Y en ese camino humilde nos has enseñado
que la salvación no irrumpe con estrépito,
sino que llega caminando poco a poco.
Hoy queremos acompañar a María de Nazaret,
Virgen Inmaculada y Madre creyente,
en su marcha silenciosa hacia Belén.
Queremos caminar con San José, Patriarca bendito,
varón fiel que sostiene sin poseer el misterio que salva al mundo.
Y queremos disponer el corazón
para acoger al Niño que viene,
al Verbo eterno que Se hace carne
sin exigir lugar ni forzar puertas,
sin imponer Su Amor.
Purifica, Señor, nuestra memoria,
para que el camino no sea solo recuerdo, sino conversión.
Despierta en nosotros una esperanza sencilla, capaz de alegrarse incluso en el rechazo,
y un gozo humilde que no dependa de ser consolado, sino de saberse amado.
Que estas Jornaditas nos enseñen a caminar despacio,
a no adelantar el final, ni huir del cansancio, ni cerrar el corazón.
Haznos peregrinos interiores, para que, cuando lleguemos a Belén,
no pasemos de largo, sino que sepamos adorar.

===

CONSIGNA - Condensa el fragmento en dos oraciones.

Descripciones libres de objetos
===

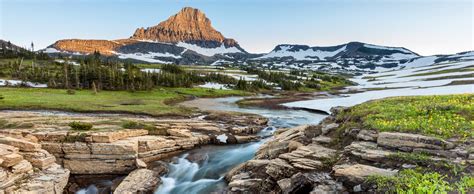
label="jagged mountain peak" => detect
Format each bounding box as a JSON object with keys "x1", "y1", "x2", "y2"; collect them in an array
[{"x1": 131, "y1": 7, "x2": 238, "y2": 47}]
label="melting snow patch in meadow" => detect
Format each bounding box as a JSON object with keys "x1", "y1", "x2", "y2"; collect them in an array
[
  {"x1": 199, "y1": 82, "x2": 229, "y2": 90},
  {"x1": 283, "y1": 85, "x2": 474, "y2": 113},
  {"x1": 114, "y1": 52, "x2": 181, "y2": 64},
  {"x1": 140, "y1": 68, "x2": 161, "y2": 73},
  {"x1": 216, "y1": 134, "x2": 229, "y2": 143},
  {"x1": 176, "y1": 42, "x2": 242, "y2": 57},
  {"x1": 257, "y1": 46, "x2": 346, "y2": 60},
  {"x1": 0, "y1": 79, "x2": 48, "y2": 88}
]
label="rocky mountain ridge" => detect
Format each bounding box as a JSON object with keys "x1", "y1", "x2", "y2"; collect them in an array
[
  {"x1": 44, "y1": 7, "x2": 474, "y2": 73},
  {"x1": 130, "y1": 7, "x2": 238, "y2": 48}
]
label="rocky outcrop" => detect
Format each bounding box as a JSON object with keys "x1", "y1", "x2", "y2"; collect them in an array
[
  {"x1": 377, "y1": 132, "x2": 454, "y2": 150},
  {"x1": 131, "y1": 7, "x2": 238, "y2": 47},
  {"x1": 114, "y1": 169, "x2": 160, "y2": 194},
  {"x1": 0, "y1": 111, "x2": 266, "y2": 178},
  {"x1": 0, "y1": 136, "x2": 69, "y2": 193},
  {"x1": 44, "y1": 7, "x2": 244, "y2": 64},
  {"x1": 225, "y1": 107, "x2": 474, "y2": 193},
  {"x1": 333, "y1": 164, "x2": 397, "y2": 184}
]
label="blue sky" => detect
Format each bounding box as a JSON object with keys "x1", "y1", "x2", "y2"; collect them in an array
[{"x1": 0, "y1": 0, "x2": 474, "y2": 55}]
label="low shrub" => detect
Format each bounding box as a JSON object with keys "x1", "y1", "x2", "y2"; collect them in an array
[
  {"x1": 122, "y1": 121, "x2": 144, "y2": 129},
  {"x1": 366, "y1": 169, "x2": 474, "y2": 194},
  {"x1": 69, "y1": 121, "x2": 93, "y2": 131}
]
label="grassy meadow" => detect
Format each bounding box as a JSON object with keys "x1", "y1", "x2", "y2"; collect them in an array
[
  {"x1": 340, "y1": 94, "x2": 474, "y2": 138},
  {"x1": 0, "y1": 88, "x2": 250, "y2": 116}
]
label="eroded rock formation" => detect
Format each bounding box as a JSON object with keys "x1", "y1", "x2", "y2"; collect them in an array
[
  {"x1": 0, "y1": 135, "x2": 69, "y2": 193},
  {"x1": 225, "y1": 108, "x2": 474, "y2": 193}
]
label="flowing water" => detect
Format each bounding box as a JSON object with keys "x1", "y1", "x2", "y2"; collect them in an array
[
  {"x1": 77, "y1": 97, "x2": 327, "y2": 194},
  {"x1": 155, "y1": 97, "x2": 326, "y2": 194}
]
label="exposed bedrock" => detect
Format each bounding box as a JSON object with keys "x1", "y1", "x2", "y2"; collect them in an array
[{"x1": 225, "y1": 107, "x2": 474, "y2": 193}]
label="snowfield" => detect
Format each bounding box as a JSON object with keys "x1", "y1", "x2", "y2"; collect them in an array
[
  {"x1": 176, "y1": 42, "x2": 242, "y2": 57},
  {"x1": 114, "y1": 52, "x2": 181, "y2": 64},
  {"x1": 283, "y1": 58, "x2": 474, "y2": 113},
  {"x1": 257, "y1": 45, "x2": 346, "y2": 60},
  {"x1": 198, "y1": 82, "x2": 229, "y2": 90}
]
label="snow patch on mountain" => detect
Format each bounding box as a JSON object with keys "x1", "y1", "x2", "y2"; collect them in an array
[
  {"x1": 176, "y1": 42, "x2": 242, "y2": 57},
  {"x1": 257, "y1": 45, "x2": 346, "y2": 60},
  {"x1": 114, "y1": 52, "x2": 175, "y2": 64},
  {"x1": 364, "y1": 44, "x2": 412, "y2": 54}
]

===

RESULTADO - Quienes rezan desean acompañar a María de Nazaret y a San José en su marcha hacia Belén, y disponer el corazón para acoger al Niño que viene sin imponer Su Amor. Piden al Señor que purifique su memoria, les dé una esperanza sencilla y un gozo humilde, y los haga peregrinos interiores que, al llegar a Belén, sepan adorar.